──────── RECORD LIST

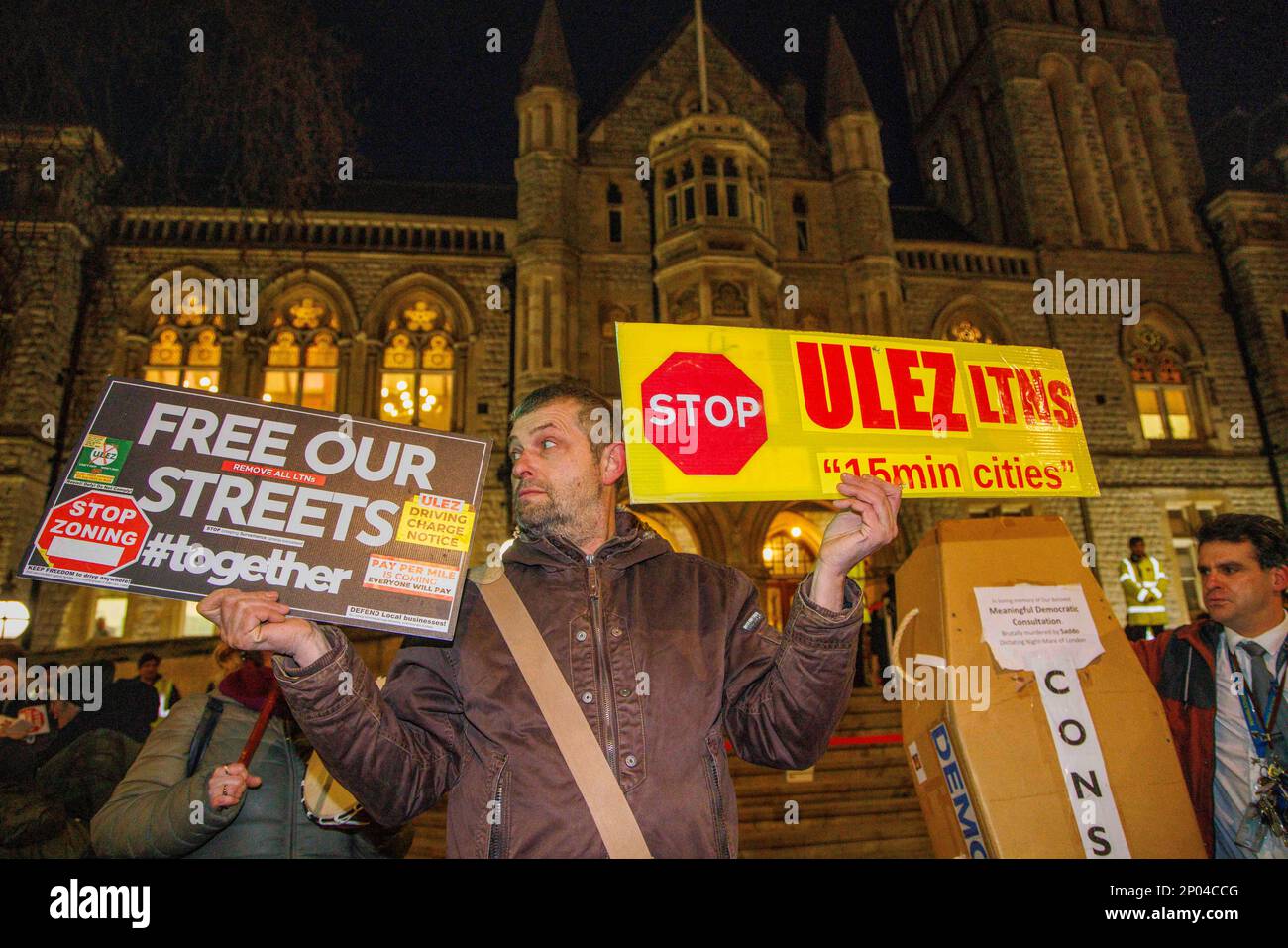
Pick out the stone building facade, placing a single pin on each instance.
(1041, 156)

────────────────
──────── RECORD LIST

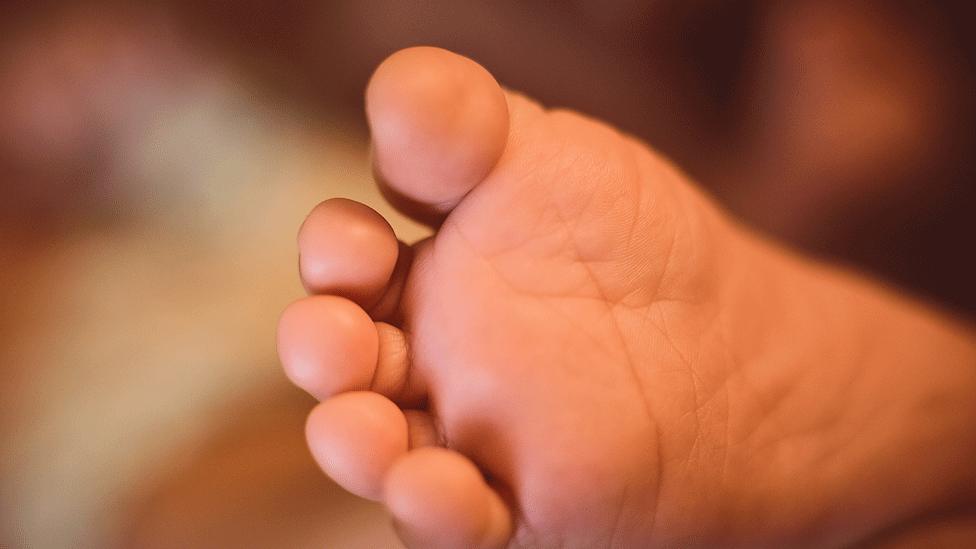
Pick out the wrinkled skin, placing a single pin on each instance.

────────────────
──────── RECORD LIST

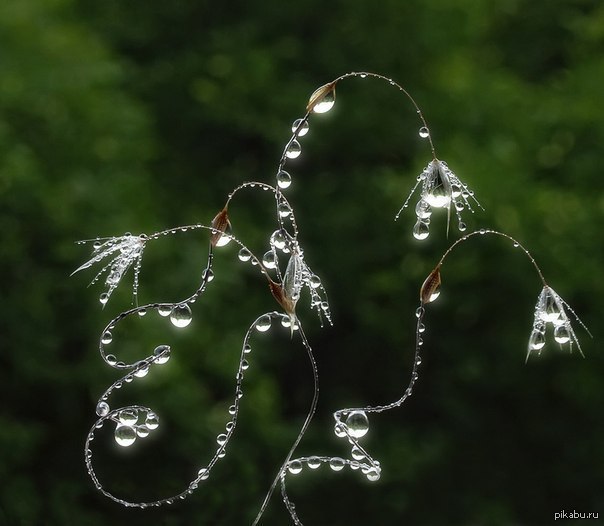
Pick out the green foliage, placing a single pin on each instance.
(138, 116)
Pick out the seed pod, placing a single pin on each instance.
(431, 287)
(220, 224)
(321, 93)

────────────────

◆ WHAT YOU ARE ASKED TO DO
Please copy out the entries word for word, beginning at the line that contains "Pick out the stone" and stopping after the line that contains "(1041, 156)".

◆ TASK OUTPUT
Pick out the stone building facade, placing a single pin on each instance.
(1041, 156)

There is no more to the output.